Every line of the data below is to be written out again exactly.

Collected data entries
[Start of Attachment]

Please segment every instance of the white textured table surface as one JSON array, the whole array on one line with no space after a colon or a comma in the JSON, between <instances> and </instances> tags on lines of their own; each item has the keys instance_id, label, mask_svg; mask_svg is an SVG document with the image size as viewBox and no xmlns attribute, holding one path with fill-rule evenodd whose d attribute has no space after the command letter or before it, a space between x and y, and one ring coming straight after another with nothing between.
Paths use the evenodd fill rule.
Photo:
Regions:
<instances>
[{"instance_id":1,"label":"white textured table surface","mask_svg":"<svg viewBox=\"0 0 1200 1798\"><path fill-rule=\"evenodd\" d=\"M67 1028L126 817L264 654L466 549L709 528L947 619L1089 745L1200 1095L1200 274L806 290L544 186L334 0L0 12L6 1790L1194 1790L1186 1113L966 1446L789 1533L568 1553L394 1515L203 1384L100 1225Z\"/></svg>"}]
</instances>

[End of Attachment]

TASK OUTPUT ::
Please segment every instance of the white textured table surface as one JSON array, the whole array on one line with no space after a colon or a comma in the JSON, between <instances> and </instances> tags on lines of their own; each item has the keys instance_id, label, mask_svg; mask_svg is an SVG document with the image size as viewBox and no xmlns attribute, holding one path with fill-rule evenodd whose d attribute has no space after the command letter or before it, a space between x and y, and one ring coming straight after another with nothing between.
Paths use the evenodd fill rule.
Photo:
Regions:
<instances>
[{"instance_id":1,"label":"white textured table surface","mask_svg":"<svg viewBox=\"0 0 1200 1798\"><path fill-rule=\"evenodd\" d=\"M67 1028L126 817L264 654L466 549L709 528L947 619L1089 745L1200 1095L1200 274L806 290L544 186L334 0L0 12L6 1790L1194 1790L1186 1113L966 1446L789 1533L568 1553L394 1515L203 1384L100 1225Z\"/></svg>"}]
</instances>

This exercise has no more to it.